## 課題 1
本文について、次の問いに答えてください。
(a) シェフたちに与えられた時間はどれだけですか?
(b) チーム1が作り上げた料理の名前は何ですか?
(c) マスタードソースのアクセントには何が使われていますか?
## 課題 2
本文の「ライムジュースとラズベリーを」から「にも鮮やかで爽やかな前菜だ。」までを(両端を含む)、「マスタードソース」を「バジルソース」に差し替えて書き直すとどうなりますか?

## 選定本文
= = = = =

日本料理店「宮坂」の宮坂氏が鰯を丁寧に下ごしらえ。

 

左から順に:天ぷら「くすのき」の楠木氏、イタリアン「ラ・ブリアンツァ」の奥野氏、焼鳥「鳥しき」の池川氏。

 

左が「オーベルジュ eaufeu」の糸井氏(左)と精進料理「醍醐」の野村氏(右)。右がフレンチ「élan」の信太氏。

 

 

 シェフたちに与えられた時間は、1時間半。ディスカッションを早々に終え、各チームが調理にとりかかる。ラム肉を捌き、タコを切り分け、フェンネルを刻む……シェフの華麗な手捌きに見惚れていたら、下ごしらえが済んでいたり、ソースが出来上がっていたりと、みるみるうちに完成へと近づいていく。とはいえ見ているこちらはどういった料理が出来上がるのかまったく検討がつかない。想像力を膨らませながら、漂ってくるおいしい香りを鼻腔いっぱいに広げ、すこし泡が収まったことで、開けたてとはまた異なる味わいの「ドン ペリニヨン ロゼ ヴィンテージ 2008」を堪能する。これ以上ない贅沢な瞬間だった。

 

 チーム内でシェフ同士が互いに作ったソースなどの味見をしながら、微調整が進められていく。「うん、いいね」。そんな会話があちこちで聞こえてきたと思ったら、あっという間にタイムリミットだ。それでは完成した料理を紹介していこう。

 

 まずチーム1が作り上げたのは細く切ったイワシの上に、角切りにしたフェンネル、千切りにしたアスパラや赤色の万願寺、黄色の人参や茗荷を出汁につけたものをフワッと盛り付け、仕上げにフェンネルの葉やシード、花を散りばめた「フェンネルと鰯 夏野菜 出汁ひたし」。

 

 ライムジュースとラズベリーをアクセントにしたマスタードソースのさわやかな酸味、夏野菜のシャキシャキ感、イワシのフレッシュさ、生花の苦味、ほのかに香る出汁……酸味を感じさせながら、しっかりと受け止めてくれるドン ペリニヨンのロゼとこれ以上ないほどに絶妙にマッチングする。初夏を感じさせる、目にも鮮やかで爽やかな前菜だ。

= = = = =

物体位置アノテーションデータ:
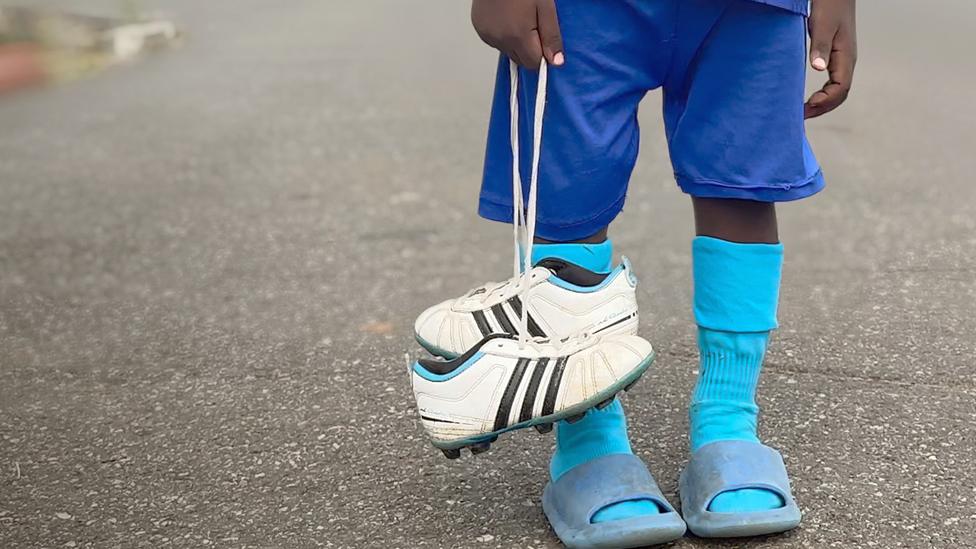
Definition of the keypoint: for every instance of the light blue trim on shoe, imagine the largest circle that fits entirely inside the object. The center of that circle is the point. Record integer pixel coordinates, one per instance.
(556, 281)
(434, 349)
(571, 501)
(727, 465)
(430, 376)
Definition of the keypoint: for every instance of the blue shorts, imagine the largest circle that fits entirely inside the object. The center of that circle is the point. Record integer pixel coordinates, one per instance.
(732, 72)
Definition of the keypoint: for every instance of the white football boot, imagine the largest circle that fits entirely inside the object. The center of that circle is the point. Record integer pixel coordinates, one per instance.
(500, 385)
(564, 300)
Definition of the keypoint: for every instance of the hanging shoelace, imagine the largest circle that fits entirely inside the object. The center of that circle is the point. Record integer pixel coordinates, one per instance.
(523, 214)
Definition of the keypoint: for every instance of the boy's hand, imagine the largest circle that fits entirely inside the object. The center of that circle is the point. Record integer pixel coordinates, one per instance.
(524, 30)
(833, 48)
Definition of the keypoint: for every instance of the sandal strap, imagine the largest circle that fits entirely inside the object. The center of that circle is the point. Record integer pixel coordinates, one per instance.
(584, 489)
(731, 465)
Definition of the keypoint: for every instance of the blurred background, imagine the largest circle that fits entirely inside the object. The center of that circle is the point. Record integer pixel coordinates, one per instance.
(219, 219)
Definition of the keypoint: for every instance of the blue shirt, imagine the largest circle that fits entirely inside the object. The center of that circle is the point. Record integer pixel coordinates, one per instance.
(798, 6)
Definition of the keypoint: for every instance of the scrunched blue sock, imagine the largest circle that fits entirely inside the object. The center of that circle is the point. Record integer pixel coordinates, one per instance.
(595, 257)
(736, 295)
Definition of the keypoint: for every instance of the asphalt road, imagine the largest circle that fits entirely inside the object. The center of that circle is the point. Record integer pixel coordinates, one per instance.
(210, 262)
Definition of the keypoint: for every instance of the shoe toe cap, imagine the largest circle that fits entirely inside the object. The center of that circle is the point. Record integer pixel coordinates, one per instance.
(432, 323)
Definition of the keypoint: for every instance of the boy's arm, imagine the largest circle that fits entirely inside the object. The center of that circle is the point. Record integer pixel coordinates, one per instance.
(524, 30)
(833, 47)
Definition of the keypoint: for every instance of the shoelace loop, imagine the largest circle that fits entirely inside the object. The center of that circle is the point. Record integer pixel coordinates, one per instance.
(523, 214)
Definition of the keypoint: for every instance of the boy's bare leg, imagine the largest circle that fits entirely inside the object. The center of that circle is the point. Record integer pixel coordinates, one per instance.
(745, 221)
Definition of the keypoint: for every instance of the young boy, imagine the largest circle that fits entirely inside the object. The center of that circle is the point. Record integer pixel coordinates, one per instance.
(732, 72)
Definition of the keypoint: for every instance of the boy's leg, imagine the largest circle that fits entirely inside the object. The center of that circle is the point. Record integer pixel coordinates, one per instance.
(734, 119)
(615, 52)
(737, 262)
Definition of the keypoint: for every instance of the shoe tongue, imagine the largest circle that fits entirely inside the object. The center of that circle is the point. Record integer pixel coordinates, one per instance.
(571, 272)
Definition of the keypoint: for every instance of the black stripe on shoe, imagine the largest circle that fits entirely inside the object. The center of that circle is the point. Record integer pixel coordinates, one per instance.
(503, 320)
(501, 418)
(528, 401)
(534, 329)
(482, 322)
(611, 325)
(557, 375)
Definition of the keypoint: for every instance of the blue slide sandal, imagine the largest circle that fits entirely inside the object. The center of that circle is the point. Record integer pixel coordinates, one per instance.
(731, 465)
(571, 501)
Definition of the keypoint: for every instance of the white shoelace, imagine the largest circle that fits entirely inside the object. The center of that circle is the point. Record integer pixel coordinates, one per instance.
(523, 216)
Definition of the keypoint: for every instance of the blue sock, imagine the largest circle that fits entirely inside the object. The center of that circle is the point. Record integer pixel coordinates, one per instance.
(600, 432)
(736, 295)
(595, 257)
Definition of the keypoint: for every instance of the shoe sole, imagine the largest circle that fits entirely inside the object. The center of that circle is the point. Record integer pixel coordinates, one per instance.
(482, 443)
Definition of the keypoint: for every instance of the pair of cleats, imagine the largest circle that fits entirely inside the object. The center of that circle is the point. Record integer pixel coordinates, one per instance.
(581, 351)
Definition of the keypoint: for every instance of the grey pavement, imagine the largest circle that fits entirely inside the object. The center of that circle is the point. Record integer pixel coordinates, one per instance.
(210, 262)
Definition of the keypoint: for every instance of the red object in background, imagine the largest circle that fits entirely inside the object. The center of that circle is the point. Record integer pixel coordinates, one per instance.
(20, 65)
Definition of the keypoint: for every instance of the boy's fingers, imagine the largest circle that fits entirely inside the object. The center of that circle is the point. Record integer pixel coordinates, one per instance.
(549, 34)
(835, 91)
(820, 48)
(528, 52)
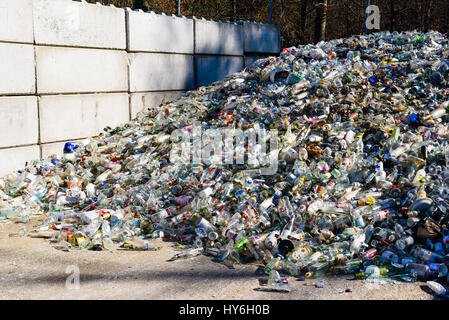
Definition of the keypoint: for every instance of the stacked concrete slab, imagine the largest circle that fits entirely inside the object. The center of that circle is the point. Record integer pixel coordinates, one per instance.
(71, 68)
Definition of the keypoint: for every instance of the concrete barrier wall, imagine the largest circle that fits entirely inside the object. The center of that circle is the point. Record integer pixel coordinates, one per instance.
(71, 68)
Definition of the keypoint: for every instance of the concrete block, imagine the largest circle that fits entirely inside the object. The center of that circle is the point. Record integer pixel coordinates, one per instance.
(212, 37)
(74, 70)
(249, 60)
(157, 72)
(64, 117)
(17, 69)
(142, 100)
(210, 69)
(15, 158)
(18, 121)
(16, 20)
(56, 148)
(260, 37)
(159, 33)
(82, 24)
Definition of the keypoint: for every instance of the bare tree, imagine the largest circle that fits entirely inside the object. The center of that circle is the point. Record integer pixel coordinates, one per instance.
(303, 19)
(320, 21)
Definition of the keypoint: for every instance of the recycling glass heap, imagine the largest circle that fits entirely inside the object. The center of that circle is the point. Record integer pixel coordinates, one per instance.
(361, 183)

= = = = =

## 回答 1
(a) 1時間半
(b) 「フェンネルと鰯 夏野菜 出汁ひたし」
(c) ライムジュースとラズベリー

## 回答 2
ライムジュースとラズベリーをアクセントにしたバジルソースのさわやかな酸味、夏野菜のシャキシャキ感、イワシのフレッシュさ、生花の苦味、ほのかに香る出汁……酸味を感じさせながら、しっかりと受け止めてくれるドン ペリニヨンのロゼとこれ以上ないほどに絶妙にマッチングする。初夏を感じさせる、目にも鮮やかで爽やかな前菜だ。